Start of DOCUMENT

I don’t know that being unsettled and dazed and angry isn’t more human. I don’t know that finding the loss unacceptable and wanting to do everything in your power to prevent it from happening again isn’t more sensible.

I don’t know that one doesn’t cope better by preparedness.

The other, and far more important, lesson that American leaders, if not their people, have yet to learn to this day is that there is one war no country on this planet, however powerful, can possibly win. That is the war against Nature.

If “Sandy” has rammed one thing home to America, something the world has already known for some time, it is that “the unprecedented is the new normal.” “The storms are getting stronger, the stronger storms are getting more frequent,” Al Gore said last week. Fortunately, the author of “An Inconvenient Truth” is being heard by more and more Americans, aided by their increasingly inconvenient circumstances. Some seven in 10 Americans now believe in the science behind global warming. All it takes is for them to mount a campaign, not unlike the one that ended the Vietnam War, and not unlike the one that scuttled the Bush legacy (“Not In Our Name”), to make their leaders listen.

End of DOCUMENT
Start of DATASET

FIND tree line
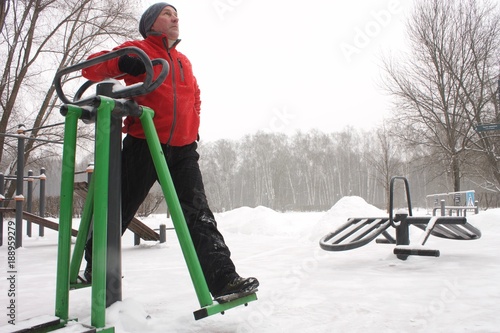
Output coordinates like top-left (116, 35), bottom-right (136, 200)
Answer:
top-left (0, 0), bottom-right (500, 215)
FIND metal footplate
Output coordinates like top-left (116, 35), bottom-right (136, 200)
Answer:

End of DATASET

SET TASK A:
Does each of these statements agree with the passage on Sandy and global warming? Give yes or no for each, quoting the deciding words. (i) About seven in 10 Americans now accept the science of global warming. (ii) American leaders have already learned that no country can win the war against Nature. (iii) Al Gore said the storms are getting weaker.
SET TASK B:
In the passage on Sandy and global warming, take the wording from "I don’t know that being" up to and including "better by preparedness.", and write it out again with "loss" renamed to "damage".

FULL SOLUTION A:
(i) Yes: "Some seven in 10 Americans now believe in the science behind global warming."
(ii) No: "lesson that American leaders, if not their people, have yet to learn to this day is that there is one war no country on this planet, however powerful, can possibly win."
(iii) No: "The storms are getting stronger, the stronger storms are getting more frequent,"

FULL SOLUTION B:
I don’t know that being unsettled and dazed and angry isn’t more human. I don’t know that finding the damage unacceptable and wanting to do everything in your power to prevent it from happening again isn’t more sensible.

I don’t know that one doesn’t cope better by preparedness.